--- START Quoted passage ---

Checking and Debit Accounts, balancing your bank statement

Do I really have to do this?


Oh, that dreaded bank statement.....

I know how confusing it is to balance your bank statement to your check register. I know that the math of the whole thing is, well, confusing. Yes, and it is time consuming. Yet, in order for you to find errors, both yours and the banks, it is a necessary task. I have found several errors while balancing my bank statement, mostly mine, but some were the bank's error. One of the most memorable ones was the time I wrote a check for $250 to pay a bill and the bank took it at $2.50. I called and the bank argued with me. When I pushed the situation, the bank 'threatened' to go get their copy of the check. I told them to go ahead and when they had it in their hand, they would need to give me back all of the finance charges I had been charged for not correctly paying my bill. Boy were they apologetic after that.

The bank statement, though appearing complicated, is rather easy to do. So let's get started and I think you will be pleasantly surprised when you see how easy it.

What a typical bank statement might look like:


A dry but factual explanation:

Don't get panicky if you can't remember what each one is because the bank has conveniently labeled each part for you. They even put in the (-) and (+) signs. That way you can easily see what's there without having to go back to your notes.

What the bank statement contains...

I marked each section to help you follow along.

A} This is usually where the bank lists their name, or they might list it in the center of the page above their phone and address.

B} This is usually where the bank lists their phone and address and marks other identifying and/or important items like “Equal Housing Lender” or “Member FDIC-Federal Deposit Insurance Corporation”.

C} This is usually your name and address.

D} This is usually the page number and number of pages included (such as page 1 of 3), the dates (period) covered such as December 18, 2000 to January 15, 2001 and your account number(s).

--- END Quoted passage ---

| Parts of the exercise |
[1] In the guide to balancing a bank statement, what amount did the bank take the writer's $250 check at?
[2] Convert the lines of the bounding-box listing into a numbered list, leaving out blank lines. Start with the line containing "Presumably the clear" and continue through the end of the listing.

--- START Given information ---

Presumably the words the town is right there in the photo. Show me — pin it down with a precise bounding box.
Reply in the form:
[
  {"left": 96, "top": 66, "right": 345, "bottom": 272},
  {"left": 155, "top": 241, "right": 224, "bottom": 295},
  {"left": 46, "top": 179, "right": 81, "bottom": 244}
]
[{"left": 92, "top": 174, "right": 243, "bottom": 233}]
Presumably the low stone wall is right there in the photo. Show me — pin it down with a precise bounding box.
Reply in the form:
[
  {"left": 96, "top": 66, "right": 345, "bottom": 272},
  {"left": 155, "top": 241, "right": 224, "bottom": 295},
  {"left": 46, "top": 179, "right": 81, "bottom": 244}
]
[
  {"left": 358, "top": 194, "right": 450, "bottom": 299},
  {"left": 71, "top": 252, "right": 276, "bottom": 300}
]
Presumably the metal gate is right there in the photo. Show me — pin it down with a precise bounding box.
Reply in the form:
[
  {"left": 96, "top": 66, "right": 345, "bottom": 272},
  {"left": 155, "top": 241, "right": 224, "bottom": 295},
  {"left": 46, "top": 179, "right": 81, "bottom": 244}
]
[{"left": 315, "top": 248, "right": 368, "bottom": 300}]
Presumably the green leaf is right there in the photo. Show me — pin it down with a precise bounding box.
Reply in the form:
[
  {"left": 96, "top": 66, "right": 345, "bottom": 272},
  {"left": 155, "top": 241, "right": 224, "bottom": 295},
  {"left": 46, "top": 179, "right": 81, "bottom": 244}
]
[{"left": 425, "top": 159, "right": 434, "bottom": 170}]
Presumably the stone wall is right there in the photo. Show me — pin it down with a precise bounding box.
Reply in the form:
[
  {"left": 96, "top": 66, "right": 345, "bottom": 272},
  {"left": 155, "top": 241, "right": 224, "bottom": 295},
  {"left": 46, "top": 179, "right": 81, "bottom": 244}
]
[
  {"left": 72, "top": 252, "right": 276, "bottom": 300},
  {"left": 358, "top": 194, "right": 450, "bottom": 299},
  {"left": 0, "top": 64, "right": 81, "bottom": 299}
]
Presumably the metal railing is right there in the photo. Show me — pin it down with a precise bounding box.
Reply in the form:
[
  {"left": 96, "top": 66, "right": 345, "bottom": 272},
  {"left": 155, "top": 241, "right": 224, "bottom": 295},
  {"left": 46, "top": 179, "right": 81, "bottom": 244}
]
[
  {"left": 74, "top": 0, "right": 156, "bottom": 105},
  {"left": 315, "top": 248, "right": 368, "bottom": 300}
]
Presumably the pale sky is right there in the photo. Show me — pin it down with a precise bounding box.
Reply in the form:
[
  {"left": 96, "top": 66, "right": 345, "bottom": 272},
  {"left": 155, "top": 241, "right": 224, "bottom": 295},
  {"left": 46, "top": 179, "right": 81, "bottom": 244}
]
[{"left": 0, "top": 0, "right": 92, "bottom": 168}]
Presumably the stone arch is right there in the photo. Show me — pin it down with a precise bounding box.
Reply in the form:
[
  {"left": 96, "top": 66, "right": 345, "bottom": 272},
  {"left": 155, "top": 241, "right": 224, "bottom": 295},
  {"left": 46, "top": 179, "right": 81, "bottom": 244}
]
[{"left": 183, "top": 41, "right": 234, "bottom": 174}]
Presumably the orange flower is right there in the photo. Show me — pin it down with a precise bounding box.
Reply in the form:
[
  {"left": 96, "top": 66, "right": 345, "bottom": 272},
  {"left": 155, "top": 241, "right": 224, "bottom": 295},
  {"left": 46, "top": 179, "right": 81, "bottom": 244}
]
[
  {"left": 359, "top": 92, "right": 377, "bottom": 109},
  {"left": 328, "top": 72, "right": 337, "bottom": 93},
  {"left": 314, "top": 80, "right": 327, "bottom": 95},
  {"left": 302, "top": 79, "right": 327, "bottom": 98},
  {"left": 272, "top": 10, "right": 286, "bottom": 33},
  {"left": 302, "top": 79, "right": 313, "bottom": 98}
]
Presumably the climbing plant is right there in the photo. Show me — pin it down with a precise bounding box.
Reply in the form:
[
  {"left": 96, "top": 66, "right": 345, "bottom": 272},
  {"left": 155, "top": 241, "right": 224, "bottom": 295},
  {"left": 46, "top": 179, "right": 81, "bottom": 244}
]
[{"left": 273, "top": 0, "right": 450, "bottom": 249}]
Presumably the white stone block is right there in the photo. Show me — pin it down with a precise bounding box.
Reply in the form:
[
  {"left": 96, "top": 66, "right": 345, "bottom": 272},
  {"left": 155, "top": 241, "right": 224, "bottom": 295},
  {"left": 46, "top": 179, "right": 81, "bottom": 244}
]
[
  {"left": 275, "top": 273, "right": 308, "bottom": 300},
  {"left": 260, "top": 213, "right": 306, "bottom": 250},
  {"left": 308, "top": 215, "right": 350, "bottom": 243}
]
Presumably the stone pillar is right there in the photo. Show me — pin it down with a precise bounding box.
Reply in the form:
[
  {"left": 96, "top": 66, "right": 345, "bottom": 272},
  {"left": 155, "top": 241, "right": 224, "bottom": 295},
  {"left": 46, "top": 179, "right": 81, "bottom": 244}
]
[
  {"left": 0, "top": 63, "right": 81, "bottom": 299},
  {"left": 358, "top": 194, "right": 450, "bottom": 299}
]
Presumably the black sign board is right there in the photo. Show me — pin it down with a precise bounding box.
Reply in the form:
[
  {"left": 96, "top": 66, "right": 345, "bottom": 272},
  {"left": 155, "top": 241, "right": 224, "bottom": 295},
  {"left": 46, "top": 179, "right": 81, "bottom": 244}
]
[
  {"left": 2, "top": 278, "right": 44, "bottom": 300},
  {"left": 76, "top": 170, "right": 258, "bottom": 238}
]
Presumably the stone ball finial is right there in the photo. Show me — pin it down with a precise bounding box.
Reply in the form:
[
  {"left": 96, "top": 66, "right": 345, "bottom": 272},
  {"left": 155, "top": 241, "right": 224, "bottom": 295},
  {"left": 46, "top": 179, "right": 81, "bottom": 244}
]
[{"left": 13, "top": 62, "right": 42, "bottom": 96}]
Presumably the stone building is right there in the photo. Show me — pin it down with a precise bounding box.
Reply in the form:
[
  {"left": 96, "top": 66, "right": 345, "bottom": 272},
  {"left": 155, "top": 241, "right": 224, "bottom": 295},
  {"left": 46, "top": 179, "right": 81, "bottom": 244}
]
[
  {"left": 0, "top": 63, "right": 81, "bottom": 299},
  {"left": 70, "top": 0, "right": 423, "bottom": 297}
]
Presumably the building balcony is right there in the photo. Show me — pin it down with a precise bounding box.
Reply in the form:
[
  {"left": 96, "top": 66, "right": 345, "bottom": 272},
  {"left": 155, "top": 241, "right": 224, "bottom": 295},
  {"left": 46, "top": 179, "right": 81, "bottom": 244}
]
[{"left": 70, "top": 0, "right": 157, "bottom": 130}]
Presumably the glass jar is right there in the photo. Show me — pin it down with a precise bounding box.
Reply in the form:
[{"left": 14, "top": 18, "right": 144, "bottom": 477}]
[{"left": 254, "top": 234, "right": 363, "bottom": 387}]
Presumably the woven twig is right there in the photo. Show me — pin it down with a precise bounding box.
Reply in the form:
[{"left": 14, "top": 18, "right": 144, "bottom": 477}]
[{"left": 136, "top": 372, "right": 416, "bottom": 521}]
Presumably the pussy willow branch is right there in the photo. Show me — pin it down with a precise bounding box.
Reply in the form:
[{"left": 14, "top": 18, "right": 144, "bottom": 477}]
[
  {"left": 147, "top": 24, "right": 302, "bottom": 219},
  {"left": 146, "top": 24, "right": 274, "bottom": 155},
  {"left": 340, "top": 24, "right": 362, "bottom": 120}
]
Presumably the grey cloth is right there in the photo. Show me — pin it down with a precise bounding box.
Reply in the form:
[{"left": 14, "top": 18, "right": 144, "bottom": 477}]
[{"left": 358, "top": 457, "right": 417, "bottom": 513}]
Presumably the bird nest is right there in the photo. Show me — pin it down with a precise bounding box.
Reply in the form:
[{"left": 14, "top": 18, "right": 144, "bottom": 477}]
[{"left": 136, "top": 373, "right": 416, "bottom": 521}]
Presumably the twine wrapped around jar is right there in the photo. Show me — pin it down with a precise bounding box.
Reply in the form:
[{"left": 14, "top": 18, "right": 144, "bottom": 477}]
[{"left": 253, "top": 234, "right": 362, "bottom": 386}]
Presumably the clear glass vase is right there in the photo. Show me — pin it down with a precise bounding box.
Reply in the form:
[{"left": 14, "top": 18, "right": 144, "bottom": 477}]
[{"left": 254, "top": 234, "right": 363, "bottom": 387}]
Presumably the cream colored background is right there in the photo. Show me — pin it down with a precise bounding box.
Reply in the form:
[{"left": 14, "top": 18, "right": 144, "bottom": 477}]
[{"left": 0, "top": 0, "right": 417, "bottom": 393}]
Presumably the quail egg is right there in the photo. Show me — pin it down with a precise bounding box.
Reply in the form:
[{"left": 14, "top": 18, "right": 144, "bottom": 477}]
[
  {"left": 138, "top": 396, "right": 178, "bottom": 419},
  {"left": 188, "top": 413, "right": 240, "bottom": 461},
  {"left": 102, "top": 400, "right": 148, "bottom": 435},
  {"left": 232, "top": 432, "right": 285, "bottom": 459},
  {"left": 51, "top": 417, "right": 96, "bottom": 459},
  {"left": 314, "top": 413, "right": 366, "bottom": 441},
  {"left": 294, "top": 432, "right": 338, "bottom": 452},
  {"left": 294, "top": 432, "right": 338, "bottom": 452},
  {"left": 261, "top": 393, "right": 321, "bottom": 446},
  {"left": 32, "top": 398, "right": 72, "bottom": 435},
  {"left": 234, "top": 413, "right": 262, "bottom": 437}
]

--- END Given information ---

| Task solutions |
[1] $2.50

[2]
1. Presumably the clear glass vase is right there in the photo. Show me — pin it down with a precise bounding box.
2. Reply in the form:
3. [{"left": 14, "top": 18, "right": 144, "bottom": 477}]
4. [{"left": 254, "top": 234, "right": 363, "bottom": 387}]
5. Presumably the cream colored background is right there in the photo. Show me — pin it down with a precise bounding box.
6. Reply in the form:
7. [{"left": 14, "top": 18, "right": 144, "bottom": 477}]
8. [{"left": 0, "top": 0, "right": 417, "bottom": 393}]
9. Presumably the quail egg is right there in the photo. Show me — pin it down with a precise bounding box.
10. Reply in the form:
11. [{"left": 14, "top": 18, "right": 144, "bottom": 477}]
12. [
13.   {"left": 138, "top": 396, "right": 178, "bottom": 419},
14.   {"left": 188, "top": 413, "right": 240, "bottom": 461},
15.   {"left": 102, "top": 400, "right": 148, "bottom": 435},
16.   {"left": 232, "top": 432, "right": 285, "bottom": 459},
17.   {"left": 51, "top": 417, "right": 96, "bottom": 459},
18.   {"left": 314, "top": 413, "right": 366, "bottom": 441},
19.   {"left": 294, "top": 432, "right": 338, "bottom": 452},
20.   {"left": 294, "top": 432, "right": 338, "bottom": 452},
21.   {"left": 261, "top": 393, "right": 321, "bottom": 446},
22.   {"left": 32, "top": 398, "right": 72, "bottom": 435},
23.   {"left": 234, "top": 413, "right": 262, "bottom": 437}
24. ]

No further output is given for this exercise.